• _Given request 1_: Rewrite the entries in the stretch from the line containing "Query: wooden desk" through the line containing "[83,81,96,122]", replacing "jacket lapel" with "coat lapel" and keeping everything else the same. Return only those lines.

• _Excerpt_:
HDTV? Yeah, mine stayed on the default/reset settings for a while, until I read the manual. 13 pages of instruction on how to setup a custom picture and save the profile. Still more about the Movie/Dynamic/Action/Sport features that had to be understood. I wish there was a way to set the mode by channel - two or three channels have color saturation beyond 100%, and I find I have to back off on the color on those channels. I use the dynamic setting for most viewing, and the movie mode for Blurays/DVDs. Probably all wrong, but I like it, so it works for me!

• _Provided material_:
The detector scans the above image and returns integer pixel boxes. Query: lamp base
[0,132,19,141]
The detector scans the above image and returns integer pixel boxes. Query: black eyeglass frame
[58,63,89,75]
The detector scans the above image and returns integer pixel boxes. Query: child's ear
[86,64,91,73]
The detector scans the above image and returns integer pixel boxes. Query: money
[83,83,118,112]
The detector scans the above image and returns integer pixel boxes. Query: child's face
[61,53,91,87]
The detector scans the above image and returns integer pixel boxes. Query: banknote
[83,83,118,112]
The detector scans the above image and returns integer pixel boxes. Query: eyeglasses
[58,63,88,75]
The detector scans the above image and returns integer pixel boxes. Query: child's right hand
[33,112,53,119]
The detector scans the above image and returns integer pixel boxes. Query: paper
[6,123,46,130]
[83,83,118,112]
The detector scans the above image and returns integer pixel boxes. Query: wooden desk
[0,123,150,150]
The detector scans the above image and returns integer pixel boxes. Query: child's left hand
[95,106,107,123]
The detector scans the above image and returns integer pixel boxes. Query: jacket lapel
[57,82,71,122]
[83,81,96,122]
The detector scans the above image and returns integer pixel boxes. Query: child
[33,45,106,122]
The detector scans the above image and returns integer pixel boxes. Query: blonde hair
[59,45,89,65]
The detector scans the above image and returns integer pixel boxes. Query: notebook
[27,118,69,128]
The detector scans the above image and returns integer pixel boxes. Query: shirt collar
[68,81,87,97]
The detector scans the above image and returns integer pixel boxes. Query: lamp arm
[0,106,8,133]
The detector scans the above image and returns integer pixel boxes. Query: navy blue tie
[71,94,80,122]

---

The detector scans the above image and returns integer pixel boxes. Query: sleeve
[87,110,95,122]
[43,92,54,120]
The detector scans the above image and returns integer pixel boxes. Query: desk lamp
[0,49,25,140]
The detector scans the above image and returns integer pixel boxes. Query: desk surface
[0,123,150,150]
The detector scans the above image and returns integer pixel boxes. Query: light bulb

• _Given request 2_: Based on the HDTV passage, state whether each statement holds, answering yes or no and quoting the deciding words: (a) The manual spends 13 pages on setting up a custom picture and saving the profile. (b) The writer uses the movie mode for most viewing. (c) Two or three channels have color saturation beyond 100%.

• _Written reply 1_:
The detector scans the above image and returns integer pixel boxes. Query: wooden desk
[0,123,150,150]
The detector scans the above image and returns integer pixel boxes. Query: child's left hand
[95,106,107,123]
The detector scans the above image and returns integer pixel boxes. Query: coat lapel
[57,82,71,122]
[83,81,96,122]

• _Written reply 2_:
(a) Yes: "13 pages of instruction on how to setup a custom picture and save the profile."
(b) No: "I use the dynamic setting for most viewing, and the movie mode for Blurays/DVDs."
(c) Yes: "two or three channels have color saturation beyond 100%"